In my hands

In the evenings, when I’m tired of chopping and mixing and spooning hot food into jars, I’ve been knitting, instead. And so, in a week, this little cardigan has almost been completed. It’s Ilse’s, of course – the one she chose the wool for at the fair. The one she’s been asking me when I’m going to start. And now her eyes are as big as saucers as I let her try the top-down garment on for size, and she can see that it is almost there.

It is a simple little knit, with a clever pattern to form the rippling rows around the shoulders. The neck and hem and button bands are finished in childish garter stitch: the first stitch I ever learned, which lies flat and wiggly all at once. Only the sleeves remain, and the buttons to sew on, and ends to be woven in. I’ve knitted a lot this week, because it has been such a sad week, and I knit when I am sad. I’ve dropped a lot of tears on this little woolly number. And because of the way the things I make remind me of the times I made them in, this cardigan will always remind me of my grandad, and when he died.

If last year was all about pattern, this winter is all about texture. Ben’s cables were the start of it, and now the rise and fall of these sweet waves. I bought some sock yarn at the fair and want to try three different pairs, one homely, one botanical and one Parisian. That’ll take me up to Christmas, I should think. I’ll have something to bring to each of Mrs Thistlebear’s parties between now and then, and make new friends over. And between parties, with my hands busy, my mind can wander freely to wherever and whenever it wants to go.

When sad, some people walk. Some talk. Some sit and gaze out of the window. Myself, I like to knit. It’s a good thing to have in your hands, wool. It’s soft, and warm, and strong. And later, when you look down at what you’ve spent the evening making, you realise that all the things you couldn’t say are in your hands, instead.

12 thoughts on “In my hands”

  1. Hi Cecily, your sweater is looking beautiful and I enjoyed reading about the time and care you’ve put into it. I agree, making is the best medicine for me as well, when I am feeling sad or anxious. Thank you for joining in with my link party.

  2. What a poignant post. I am sorry you are sad. It’s anxiety which bothers me more, and crocheting or sewing always, always soothes me. Busy hands, calm mind. The cardigan is just lovely. x

    1. Thanks, Gillian. I don’t know why making things is so soothing, but it certainly is. I had a go at some cross stitching last weekend and found that to be just the same – I can see why you like it so.

    1. Me too. Given a choice at the moment, I keep opting for the simple option. Thanks for visiting, and for your comment.

    1. Thank you for visiting again, and for your lovely comment. It’s been a pleasure to knit while my mind is elsewhere, and Ilse loves it so far. Just one sleeve to go, now.

    1. I hoped that I wasn’t alone in crafting when I’m sad. Knitting is what comes most naturally to me, but having learned to crochet granny squares a few months ago I can certainly understand the appeal of crochet at such times too. Thank you for visiting and leaving a comment.

  3. What a lovely post. Knitting and sewing are such soothing activities when we are sad. I like your blog very much and am happy to have found it from Jennifer’s link up.

    1. Thanks for your kind comment, Penny. Making this cardigan has been incredibly soothing, and I like how memories – happy and sad – are part of the fabric of the things we make.

* Data for analysis:
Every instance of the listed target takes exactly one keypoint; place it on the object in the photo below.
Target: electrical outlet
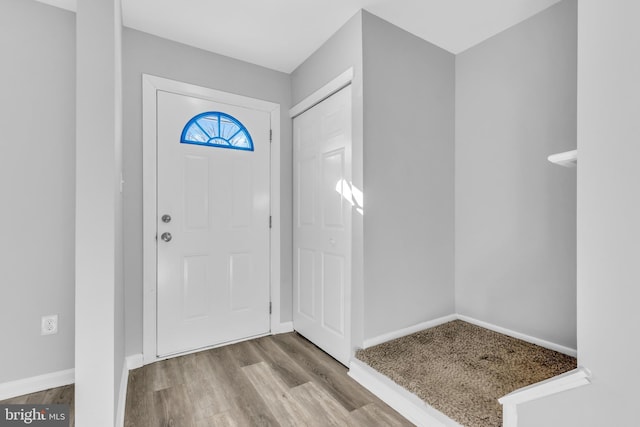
(49, 325)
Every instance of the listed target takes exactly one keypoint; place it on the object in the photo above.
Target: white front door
(212, 225)
(322, 224)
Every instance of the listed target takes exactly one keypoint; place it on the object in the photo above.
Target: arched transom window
(216, 129)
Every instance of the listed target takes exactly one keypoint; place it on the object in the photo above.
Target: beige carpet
(462, 369)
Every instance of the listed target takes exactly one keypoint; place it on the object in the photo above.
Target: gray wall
(515, 211)
(37, 164)
(144, 53)
(608, 226)
(342, 51)
(408, 178)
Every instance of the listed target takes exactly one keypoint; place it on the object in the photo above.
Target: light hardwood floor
(281, 380)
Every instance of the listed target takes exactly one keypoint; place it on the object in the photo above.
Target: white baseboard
(38, 383)
(370, 342)
(542, 343)
(284, 328)
(134, 361)
(406, 403)
(122, 393)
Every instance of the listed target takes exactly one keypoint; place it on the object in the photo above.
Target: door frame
(150, 86)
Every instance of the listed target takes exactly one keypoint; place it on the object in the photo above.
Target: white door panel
(213, 275)
(322, 218)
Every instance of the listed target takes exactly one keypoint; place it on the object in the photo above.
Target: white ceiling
(280, 34)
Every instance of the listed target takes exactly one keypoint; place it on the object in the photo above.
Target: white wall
(99, 328)
(608, 226)
(408, 178)
(37, 176)
(144, 53)
(515, 211)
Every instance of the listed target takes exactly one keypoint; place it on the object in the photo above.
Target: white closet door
(322, 225)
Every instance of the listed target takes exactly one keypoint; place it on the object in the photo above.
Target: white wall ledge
(567, 381)
(567, 159)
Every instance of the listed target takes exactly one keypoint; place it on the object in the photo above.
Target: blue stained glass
(228, 129)
(209, 125)
(194, 133)
(216, 129)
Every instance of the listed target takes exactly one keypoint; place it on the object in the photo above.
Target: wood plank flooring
(280, 380)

* Prompt:
In the knitting post above, which stitch finishes the cardigan's neck, hem and button bands?

* Written solution:
Garter stitch.